--- TASK DETAILS ---
Rewrite every one of the rows below so that "one marker each" becomes "a single marker apiece", and change nothing else.

Dataset rows
* * * * * * * * *

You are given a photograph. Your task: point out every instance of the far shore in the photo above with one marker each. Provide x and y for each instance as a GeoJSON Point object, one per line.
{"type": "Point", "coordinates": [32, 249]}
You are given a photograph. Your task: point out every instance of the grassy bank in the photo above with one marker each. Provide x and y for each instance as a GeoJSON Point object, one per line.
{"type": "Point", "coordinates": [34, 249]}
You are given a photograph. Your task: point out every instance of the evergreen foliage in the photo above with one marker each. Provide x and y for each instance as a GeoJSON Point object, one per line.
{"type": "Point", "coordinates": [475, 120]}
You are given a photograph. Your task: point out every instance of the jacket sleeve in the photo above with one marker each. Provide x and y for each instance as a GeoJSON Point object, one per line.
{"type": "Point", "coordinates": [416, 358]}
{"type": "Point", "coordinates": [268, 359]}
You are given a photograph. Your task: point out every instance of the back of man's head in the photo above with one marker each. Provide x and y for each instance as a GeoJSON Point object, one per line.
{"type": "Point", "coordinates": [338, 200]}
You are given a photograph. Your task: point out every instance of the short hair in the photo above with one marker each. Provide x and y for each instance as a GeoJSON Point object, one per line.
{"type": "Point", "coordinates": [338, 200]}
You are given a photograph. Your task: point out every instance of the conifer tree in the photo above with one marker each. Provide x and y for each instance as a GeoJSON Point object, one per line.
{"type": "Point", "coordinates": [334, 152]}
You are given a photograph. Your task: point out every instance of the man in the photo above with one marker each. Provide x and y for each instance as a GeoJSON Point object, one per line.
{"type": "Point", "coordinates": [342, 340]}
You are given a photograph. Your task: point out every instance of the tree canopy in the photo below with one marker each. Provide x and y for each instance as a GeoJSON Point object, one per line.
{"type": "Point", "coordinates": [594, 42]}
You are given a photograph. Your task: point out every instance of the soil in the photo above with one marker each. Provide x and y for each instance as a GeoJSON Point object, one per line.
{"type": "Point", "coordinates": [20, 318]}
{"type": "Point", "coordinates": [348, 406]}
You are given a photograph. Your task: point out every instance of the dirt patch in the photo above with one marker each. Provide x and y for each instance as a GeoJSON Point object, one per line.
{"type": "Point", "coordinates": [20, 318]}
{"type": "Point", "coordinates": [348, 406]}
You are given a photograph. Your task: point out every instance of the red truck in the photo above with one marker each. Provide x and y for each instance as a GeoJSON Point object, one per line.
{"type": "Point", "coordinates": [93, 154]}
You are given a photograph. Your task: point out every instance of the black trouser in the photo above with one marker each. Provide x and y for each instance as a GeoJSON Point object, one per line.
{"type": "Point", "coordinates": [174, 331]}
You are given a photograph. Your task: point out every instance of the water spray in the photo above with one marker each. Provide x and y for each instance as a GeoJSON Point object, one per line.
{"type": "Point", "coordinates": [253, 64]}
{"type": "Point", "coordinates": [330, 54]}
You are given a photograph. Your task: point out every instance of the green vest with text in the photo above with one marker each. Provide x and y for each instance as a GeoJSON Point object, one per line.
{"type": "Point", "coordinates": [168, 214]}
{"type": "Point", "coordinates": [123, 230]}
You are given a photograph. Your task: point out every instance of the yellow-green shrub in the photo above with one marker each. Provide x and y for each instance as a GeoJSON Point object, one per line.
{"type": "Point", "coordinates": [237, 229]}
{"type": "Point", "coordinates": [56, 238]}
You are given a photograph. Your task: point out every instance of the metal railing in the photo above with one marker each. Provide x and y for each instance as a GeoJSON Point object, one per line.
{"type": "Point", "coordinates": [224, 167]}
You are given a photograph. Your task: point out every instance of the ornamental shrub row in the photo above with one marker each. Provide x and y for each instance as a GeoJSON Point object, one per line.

* * * * * * * * *

--- COMPLETED EXERCISE ---
You are given a photograph. Your task: point out every instance of the far shore in the photo above with a single marker apiece. Provide x and y for each instance as a GeoJSON Point object, one per line.
{"type": "Point", "coordinates": [32, 249]}
You are given a photograph. Your task: point out every instance of the grassy bank in the photo above with a single marker apiece. Provide x and y for each instance as a GeoJSON Point object, one per line.
{"type": "Point", "coordinates": [34, 249]}
You are given a photograph. Your task: point out every instance of the evergreen foliage in the photo above with a single marker apiece. Provide x and y for each instance as a GeoJSON Point object, one per line.
{"type": "Point", "coordinates": [475, 120]}
You are given a photograph. Your task: point out every instance of the jacket sleeve in the photo above with a single marker apiece. Provide x and y for each instance as a GeoJSON Point object, one per line.
{"type": "Point", "coordinates": [416, 358]}
{"type": "Point", "coordinates": [268, 359]}
You are given a photograph. Your task: point out every instance of the back of man's head in the photo above with a single marker apiece. Provide x and y for each instance as a GeoJSON Point object, one per line.
{"type": "Point", "coordinates": [338, 200]}
You are given a photograph. Your task: point out every instance of the short hair in the photo above with a single marker apiece. Provide x and y for each instance as a GeoJSON Point object, one per line.
{"type": "Point", "coordinates": [338, 200]}
You are given a photograph. Your task: point out every instance of the conifer tree in the photo above with a single marker apiece. Provide x and y for each instance as a GeoJSON Point object, one per line.
{"type": "Point", "coordinates": [334, 152]}
You are given a photograph. Your task: point out every instance of the man in the photo above with a single marker apiece. Provide x and y for each instance as a GeoJSON Point object, one per line.
{"type": "Point", "coordinates": [342, 340]}
You are given a photograph. Your task: point out every instance of the tree canopy in the photo below with a single marker apiece. Provide x and y for each instance as a GeoJSON Point object, one per line.
{"type": "Point", "coordinates": [594, 42]}
You are given a photograph. Your task: point out every instance of the soil in the photo above with a single marker apiece. Provide x and y for each instance as a GeoJSON Point object, one per line.
{"type": "Point", "coordinates": [20, 318]}
{"type": "Point", "coordinates": [348, 406]}
You are given a photograph. Your task: point out every instance of the dirt patch in the photo above with a single marker apiece. Provide x and y for each instance as a GeoJSON Point object, one per line.
{"type": "Point", "coordinates": [20, 318]}
{"type": "Point", "coordinates": [348, 406]}
You are given a photograph. Your task: point out every instance of the red truck in the photo above with a single marker apiece. Provide x and y for each instance as a GeoJSON Point object, one per line.
{"type": "Point", "coordinates": [93, 154]}
You are given a photograph. Your task: point out every instance of the black trouser in the photo above with a single marker apiece. Provide x and y for each instance as a GeoJSON Point object, one per line.
{"type": "Point", "coordinates": [174, 331]}
You are given a photograph. Your task: point out every instance of the water spray in the photo above with a single marker apiece. Provide x and y for each instance as a GeoJSON Point object, one per line.
{"type": "Point", "coordinates": [253, 64]}
{"type": "Point", "coordinates": [330, 54]}
You are given a photograph. Your task: point out every instance of the green vest with text in the photo above with a single marker apiece. Provide x and y for each instance as a GeoJSON Point object, one per line.
{"type": "Point", "coordinates": [168, 214]}
{"type": "Point", "coordinates": [123, 230]}
You are given a photograph. Your task: point out every instance of the yellow-green shrub in the photo above with a single marker apiece. Provide x and y for each instance as a GeoJSON Point object, one per line.
{"type": "Point", "coordinates": [237, 229]}
{"type": "Point", "coordinates": [56, 238]}
You are given a photograph. Your task: point out every instance of the metal railing in the photo above with a single marker apiece. Provide x and y for each instance as a GeoJSON Point object, one per line.
{"type": "Point", "coordinates": [224, 167]}
You are given a photograph. Your task: point out every instance of the ornamental shrub row in the photo above with a single marker apiece. Provide x and y for each instance as a GeoJSON Point object, one per line.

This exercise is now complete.